Given data
● ● ●

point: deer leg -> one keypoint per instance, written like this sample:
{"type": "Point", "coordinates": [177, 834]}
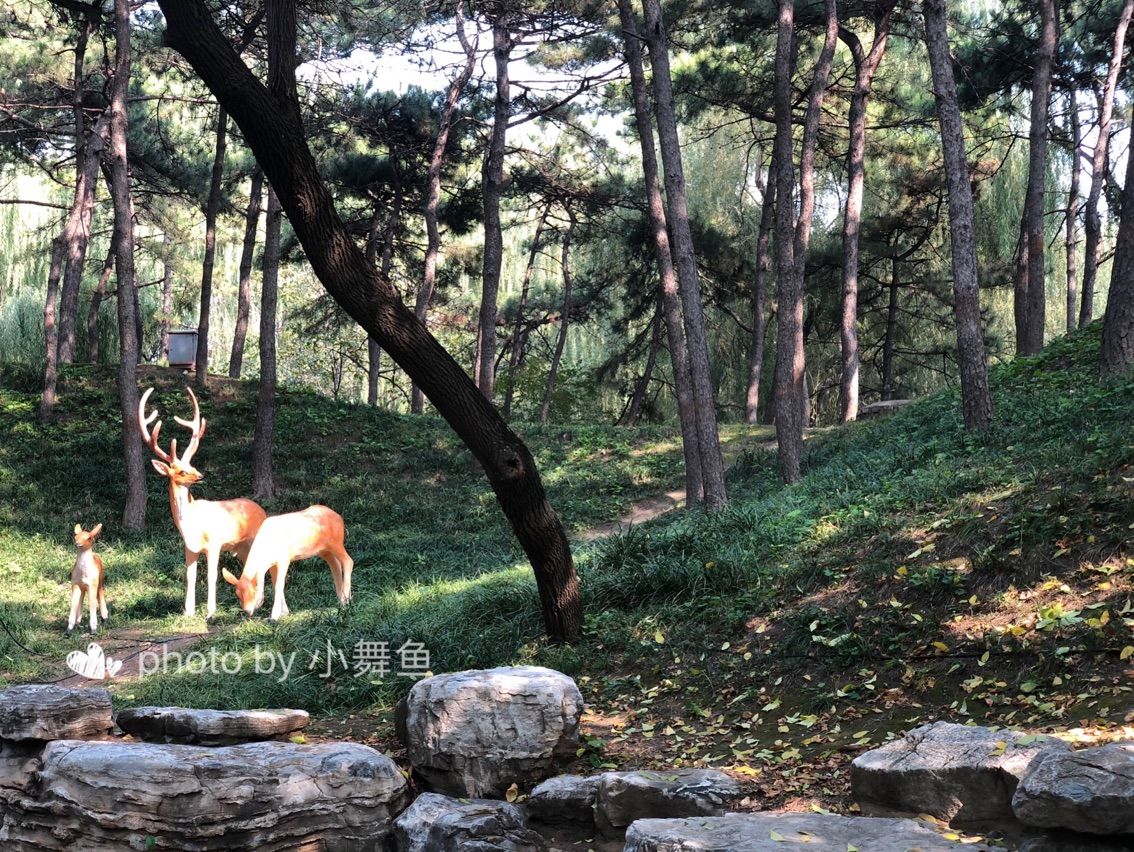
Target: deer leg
{"type": "Point", "coordinates": [191, 581]}
{"type": "Point", "coordinates": [212, 557]}
{"type": "Point", "coordinates": [76, 605]}
{"type": "Point", "coordinates": [279, 604]}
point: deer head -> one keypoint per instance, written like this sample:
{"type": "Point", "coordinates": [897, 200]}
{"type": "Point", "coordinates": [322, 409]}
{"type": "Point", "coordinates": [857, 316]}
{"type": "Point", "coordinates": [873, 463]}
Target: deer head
{"type": "Point", "coordinates": [84, 539]}
{"type": "Point", "coordinates": [179, 471]}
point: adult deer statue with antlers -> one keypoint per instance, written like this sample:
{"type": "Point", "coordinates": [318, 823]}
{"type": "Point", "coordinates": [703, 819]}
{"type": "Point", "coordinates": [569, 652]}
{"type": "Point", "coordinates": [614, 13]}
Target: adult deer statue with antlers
{"type": "Point", "coordinates": [206, 526]}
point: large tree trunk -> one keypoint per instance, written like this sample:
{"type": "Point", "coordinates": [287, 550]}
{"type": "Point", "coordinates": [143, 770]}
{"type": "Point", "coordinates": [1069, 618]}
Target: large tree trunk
{"type": "Point", "coordinates": [493, 192]}
{"type": "Point", "coordinates": [670, 304]}
{"type": "Point", "coordinates": [1092, 230]}
{"type": "Point", "coordinates": [865, 67]}
{"type": "Point", "coordinates": [247, 253]}
{"type": "Point", "coordinates": [92, 314]}
{"type": "Point", "coordinates": [760, 297]}
{"type": "Point", "coordinates": [433, 201]}
{"type": "Point", "coordinates": [273, 129]}
{"type": "Point", "coordinates": [517, 331]}
{"type": "Point", "coordinates": [134, 511]}
{"type": "Point", "coordinates": [263, 486]}
{"type": "Point", "coordinates": [976, 398]}
{"type": "Point", "coordinates": [712, 465]}
{"type": "Point", "coordinates": [1117, 352]}
{"type": "Point", "coordinates": [789, 364]}
{"type": "Point", "coordinates": [77, 230]}
{"type": "Point", "coordinates": [564, 320]}
{"type": "Point", "coordinates": [212, 207]}
{"type": "Point", "coordinates": [1072, 241]}
{"type": "Point", "coordinates": [1034, 312]}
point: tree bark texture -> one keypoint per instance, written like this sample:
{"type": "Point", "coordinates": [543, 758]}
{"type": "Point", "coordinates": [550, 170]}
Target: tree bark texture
{"type": "Point", "coordinates": [976, 398]}
{"type": "Point", "coordinates": [1092, 230]}
{"type": "Point", "coordinates": [671, 302]}
{"type": "Point", "coordinates": [247, 254]}
{"type": "Point", "coordinates": [712, 465]}
{"type": "Point", "coordinates": [273, 129]}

● ● ●

Reproduce the listing above verbatim, line by line, and omit the pictures from your copy.

Full answer
point: deer leg -> one keypoint per instance, written like this sample:
{"type": "Point", "coordinates": [177, 834]}
Target: deer leg
{"type": "Point", "coordinates": [191, 581]}
{"type": "Point", "coordinates": [212, 557]}
{"type": "Point", "coordinates": [76, 605]}
{"type": "Point", "coordinates": [279, 604]}
point: deer head -> one keypoint per instance, written like this sample:
{"type": "Point", "coordinates": [897, 200]}
{"type": "Point", "coordinates": [322, 409]}
{"type": "Point", "coordinates": [857, 316]}
{"type": "Point", "coordinates": [873, 463]}
Target: deer head
{"type": "Point", "coordinates": [84, 539]}
{"type": "Point", "coordinates": [179, 471]}
point: adult deer statue with antlers -> one keypoint per instance, written like this sample:
{"type": "Point", "coordinates": [318, 823]}
{"type": "Point", "coordinates": [703, 819]}
{"type": "Point", "coordinates": [569, 652]}
{"type": "Point", "coordinates": [614, 13]}
Target: adult deer statue with antlers
{"type": "Point", "coordinates": [206, 526]}
point: large tree trunk -> one keypoint per instance, written like this sample:
{"type": "Point", "coordinates": [287, 550]}
{"type": "Point", "coordinates": [143, 770]}
{"type": "Point", "coordinates": [1069, 618]}
Target: large tree trunk
{"type": "Point", "coordinates": [493, 192]}
{"type": "Point", "coordinates": [670, 304]}
{"type": "Point", "coordinates": [1092, 230]}
{"type": "Point", "coordinates": [865, 67]}
{"type": "Point", "coordinates": [247, 253]}
{"type": "Point", "coordinates": [92, 314]}
{"type": "Point", "coordinates": [760, 297]}
{"type": "Point", "coordinates": [433, 201]}
{"type": "Point", "coordinates": [273, 129]}
{"type": "Point", "coordinates": [517, 331]}
{"type": "Point", "coordinates": [134, 511]}
{"type": "Point", "coordinates": [263, 486]}
{"type": "Point", "coordinates": [976, 398]}
{"type": "Point", "coordinates": [712, 465]}
{"type": "Point", "coordinates": [1117, 352]}
{"type": "Point", "coordinates": [789, 364]}
{"type": "Point", "coordinates": [77, 230]}
{"type": "Point", "coordinates": [564, 320]}
{"type": "Point", "coordinates": [212, 207]}
{"type": "Point", "coordinates": [1072, 241]}
{"type": "Point", "coordinates": [1034, 312]}
point: tree bark texture -> one keypoint per instance, written like this sample:
{"type": "Point", "coordinates": [543, 758]}
{"type": "Point", "coordinates": [550, 170]}
Target: tree bark texture
{"type": "Point", "coordinates": [976, 398]}
{"type": "Point", "coordinates": [1092, 230]}
{"type": "Point", "coordinates": [671, 302]}
{"type": "Point", "coordinates": [247, 254]}
{"type": "Point", "coordinates": [712, 465]}
{"type": "Point", "coordinates": [273, 129]}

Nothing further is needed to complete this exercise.